*Passage provided*
-- -- --

Less planning and strategy went into trailblazing the Oregon Territory than what is needed to teach parents the execution of a very basic task known as the school drop-off and pickup line. I know this because during a recent two-hour newcomer meeting for kindergarten families, we spent over an hour discussing it.
The science behind dropping off and picking up a child appears to be more extensive than is necessary. It seemed so simple: Drive in a square. But it wasn’t even a square; this route was a line with a small square part that doesn’t even play a pivotal role in the process of dropping off and picking up. The square part of the route surrounds a tree which they’d rather the car line went around instead of through.
The steps for drop-off and pickup were so basic that you could have driven it in reverse, blindfolded, and still successfully finished before anyone in this meeting had a solid grasp of what was going on. There is no way you could not do this unless a sinkhole suddenly opened and you were swallowed whole. The PTA even handed out maps of the route with dotted lines and arrows indicating which way to go. There was a green arrow showing where you pull all the way up (to the bike racks). There was also a red X marked by the foyer doors with the word, “NO,” because you don’t stop there to let your child off. You pull up to the bike racks.
In addition to the maps, the following information was supplied:
– Drop-off begins at 7:45 a.m.
– Pickup ends at 3:20 p.m., or sooner if all children have been picked up.
– Late pickup is 3:25. You can park and pick your child up at the main office.
– Children will be supervised at all times.
– Pull all the way up to the bike racks before letting your child out of the vehicle.
– Do not drop your child off at the foyer.
A veteran mom — who has done three tours of drop-off/pickup duty — spent some time speaking about all the above items again, offering helpful suggestions like, “don’t drop your kid off at the foyer” and “drive all the way up to the bike racks.” The main point and apparently the only thing you really need to know about kindergarten is to pull all the way up to the bike racks. Resist the temptation, fight the urge, to stop at the foyer doors or people will honk at you and email the principal asking her to revoke your license and have your vehicle towed.

-- -- --

Resume the humorous essay on the kindergarten drop-off and pickup line above, starting right after its last sentence. The material after this point is separate from the school drop-off essay.

*Stored records*
-- -- --

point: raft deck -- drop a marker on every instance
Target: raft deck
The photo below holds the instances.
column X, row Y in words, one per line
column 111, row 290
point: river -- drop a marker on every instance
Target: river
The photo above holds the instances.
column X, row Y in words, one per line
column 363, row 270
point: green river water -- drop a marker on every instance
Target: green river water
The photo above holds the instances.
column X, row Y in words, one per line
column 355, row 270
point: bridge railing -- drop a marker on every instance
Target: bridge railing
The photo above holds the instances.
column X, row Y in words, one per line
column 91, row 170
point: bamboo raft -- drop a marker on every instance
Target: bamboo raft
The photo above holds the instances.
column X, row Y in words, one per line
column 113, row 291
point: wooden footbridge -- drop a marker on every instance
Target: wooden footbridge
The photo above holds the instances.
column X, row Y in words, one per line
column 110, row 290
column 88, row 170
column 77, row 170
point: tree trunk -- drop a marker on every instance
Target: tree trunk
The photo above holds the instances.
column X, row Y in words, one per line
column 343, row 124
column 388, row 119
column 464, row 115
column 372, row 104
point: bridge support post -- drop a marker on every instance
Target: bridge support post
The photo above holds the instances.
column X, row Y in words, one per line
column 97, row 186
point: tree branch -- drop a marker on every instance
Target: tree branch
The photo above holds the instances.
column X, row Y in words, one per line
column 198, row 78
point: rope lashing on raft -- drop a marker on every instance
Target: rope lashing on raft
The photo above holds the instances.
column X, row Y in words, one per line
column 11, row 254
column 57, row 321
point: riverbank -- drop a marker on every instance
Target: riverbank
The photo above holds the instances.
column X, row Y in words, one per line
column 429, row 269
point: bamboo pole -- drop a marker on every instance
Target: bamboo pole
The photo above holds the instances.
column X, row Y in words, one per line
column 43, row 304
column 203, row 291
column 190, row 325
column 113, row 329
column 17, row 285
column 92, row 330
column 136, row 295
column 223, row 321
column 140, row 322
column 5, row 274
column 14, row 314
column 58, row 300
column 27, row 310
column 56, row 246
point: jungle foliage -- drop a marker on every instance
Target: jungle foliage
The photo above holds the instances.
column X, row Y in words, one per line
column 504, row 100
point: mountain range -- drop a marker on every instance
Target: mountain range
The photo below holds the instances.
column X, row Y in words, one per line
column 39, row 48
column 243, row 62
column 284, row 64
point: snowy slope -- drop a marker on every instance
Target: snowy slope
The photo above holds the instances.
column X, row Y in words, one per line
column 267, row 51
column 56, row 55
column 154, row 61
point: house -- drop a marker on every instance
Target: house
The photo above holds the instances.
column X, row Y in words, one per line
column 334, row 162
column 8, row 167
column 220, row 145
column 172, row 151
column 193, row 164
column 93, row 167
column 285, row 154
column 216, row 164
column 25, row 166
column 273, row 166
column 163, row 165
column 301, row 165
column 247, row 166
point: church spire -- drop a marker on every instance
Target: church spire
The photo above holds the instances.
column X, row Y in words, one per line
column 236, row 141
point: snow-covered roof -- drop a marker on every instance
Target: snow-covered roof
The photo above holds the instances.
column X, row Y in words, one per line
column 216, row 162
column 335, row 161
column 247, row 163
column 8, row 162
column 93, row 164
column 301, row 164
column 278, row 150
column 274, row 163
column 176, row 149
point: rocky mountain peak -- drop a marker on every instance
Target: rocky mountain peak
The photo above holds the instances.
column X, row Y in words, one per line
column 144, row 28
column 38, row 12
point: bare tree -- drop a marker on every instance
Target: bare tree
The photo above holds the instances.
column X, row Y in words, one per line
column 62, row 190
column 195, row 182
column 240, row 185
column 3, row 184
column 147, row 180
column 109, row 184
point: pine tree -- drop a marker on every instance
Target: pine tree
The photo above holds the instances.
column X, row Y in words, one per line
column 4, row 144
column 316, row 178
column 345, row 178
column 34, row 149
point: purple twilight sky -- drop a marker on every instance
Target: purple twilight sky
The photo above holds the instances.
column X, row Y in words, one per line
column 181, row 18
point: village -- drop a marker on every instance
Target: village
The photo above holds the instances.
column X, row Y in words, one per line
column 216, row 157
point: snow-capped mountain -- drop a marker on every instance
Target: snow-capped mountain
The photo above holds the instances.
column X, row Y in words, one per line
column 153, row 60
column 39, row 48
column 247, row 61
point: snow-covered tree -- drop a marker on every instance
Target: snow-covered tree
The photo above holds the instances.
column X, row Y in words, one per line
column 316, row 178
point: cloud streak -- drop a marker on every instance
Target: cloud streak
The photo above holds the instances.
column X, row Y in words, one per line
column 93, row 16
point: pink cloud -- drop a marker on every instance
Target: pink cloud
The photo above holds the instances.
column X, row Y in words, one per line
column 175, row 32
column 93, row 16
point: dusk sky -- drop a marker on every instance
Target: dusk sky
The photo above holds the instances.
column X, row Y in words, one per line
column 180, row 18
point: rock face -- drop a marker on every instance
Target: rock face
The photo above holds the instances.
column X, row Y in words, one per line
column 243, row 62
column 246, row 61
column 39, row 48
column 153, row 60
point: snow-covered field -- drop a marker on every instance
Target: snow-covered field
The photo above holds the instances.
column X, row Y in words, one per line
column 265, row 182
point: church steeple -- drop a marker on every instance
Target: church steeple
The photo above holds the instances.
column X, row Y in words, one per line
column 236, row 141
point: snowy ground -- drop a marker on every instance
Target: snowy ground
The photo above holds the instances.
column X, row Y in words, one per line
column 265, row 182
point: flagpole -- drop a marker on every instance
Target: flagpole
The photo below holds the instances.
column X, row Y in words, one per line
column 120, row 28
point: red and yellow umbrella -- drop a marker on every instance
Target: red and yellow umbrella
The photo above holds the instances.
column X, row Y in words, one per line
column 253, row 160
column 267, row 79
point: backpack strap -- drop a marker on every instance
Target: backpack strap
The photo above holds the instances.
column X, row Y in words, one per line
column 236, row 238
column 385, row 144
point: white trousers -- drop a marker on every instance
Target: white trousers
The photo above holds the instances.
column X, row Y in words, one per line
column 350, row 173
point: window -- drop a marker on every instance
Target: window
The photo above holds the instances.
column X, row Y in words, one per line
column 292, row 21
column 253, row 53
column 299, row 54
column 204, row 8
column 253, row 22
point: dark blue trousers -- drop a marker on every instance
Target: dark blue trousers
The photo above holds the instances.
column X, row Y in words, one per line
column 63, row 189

-- -- --

*Output of the task*
Some people asked good questions like, “What’s the best time to avoid the drop-off/pickup congestion?” Others asked questions like, “Can I start to line up for pickup at noon?” Most questions, though, were about the items we already went over. We continued to go back and forth with what was already discussed until the dead horse was beaten so much it had completely disintegrated.
This was not the Battle of Yorktown; no strategy was needed at all. No one’s independence or sovereignty depended on the outcome of this car line. This was an unsophisticated game of follow-the-leader going approximately 4 miles per hour. So believe me when I tell you that the most painful part of this entire meeting was when we formed a line — not unlike the very line we would be driving in two weeks — went outside, and walked the drop-off line course on foot.
We did not stop at the foyer, of course, because it has the red X on the map, and we walked until we were at the bike racks — and people were still confused. I’m not sure how that was possible because there is no angle this thing had not been covered from. At this point, the only items not discussed were the police officer’s name who designed the drop-off/pick-up line route and what the principal had for lunch yesterday.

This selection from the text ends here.